SET TASK:
Copy out, character for character, everything in the entries below from the line containing "occurrence of tractor" down to the last line of the entries, with both ends included.

-*-*-

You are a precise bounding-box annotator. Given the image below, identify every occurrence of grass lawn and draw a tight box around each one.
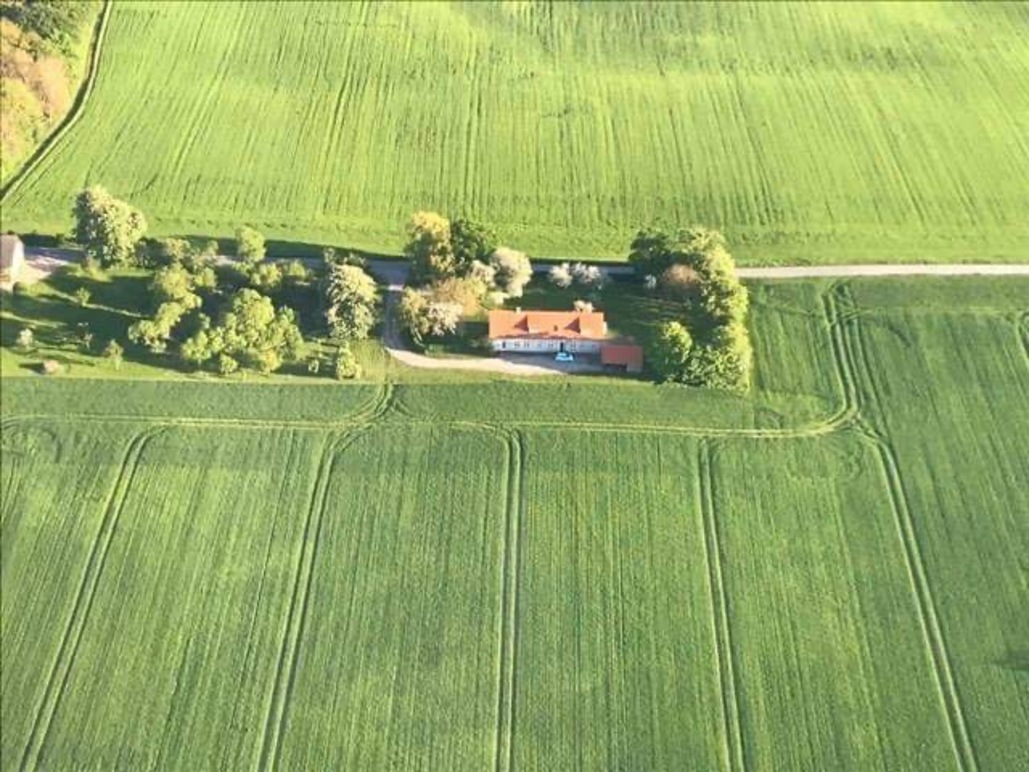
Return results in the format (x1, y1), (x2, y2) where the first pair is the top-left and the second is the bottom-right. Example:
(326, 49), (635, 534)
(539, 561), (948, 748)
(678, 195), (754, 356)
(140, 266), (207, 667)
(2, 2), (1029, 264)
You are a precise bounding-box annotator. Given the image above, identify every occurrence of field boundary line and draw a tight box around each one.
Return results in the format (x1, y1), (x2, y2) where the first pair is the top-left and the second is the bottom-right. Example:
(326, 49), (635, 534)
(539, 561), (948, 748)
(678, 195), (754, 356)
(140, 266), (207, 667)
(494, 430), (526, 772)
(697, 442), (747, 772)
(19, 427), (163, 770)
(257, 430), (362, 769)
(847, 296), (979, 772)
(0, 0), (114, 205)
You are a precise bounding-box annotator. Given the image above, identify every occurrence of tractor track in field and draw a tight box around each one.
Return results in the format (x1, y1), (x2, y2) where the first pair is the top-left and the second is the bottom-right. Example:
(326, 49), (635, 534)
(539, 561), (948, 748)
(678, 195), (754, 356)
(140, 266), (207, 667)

-*-*-

THE ANSWER:
You are a precise bounding-box annotator. Given the image above, identify every occurrence of tractor track in field and draw a tight box around each one.
Return results in the format (x1, y1), (x2, y2) where the first pair is the top-left and the second is the bottom-right. Example:
(326, 49), (635, 534)
(539, 561), (948, 748)
(678, 195), (754, 356)
(140, 266), (207, 667)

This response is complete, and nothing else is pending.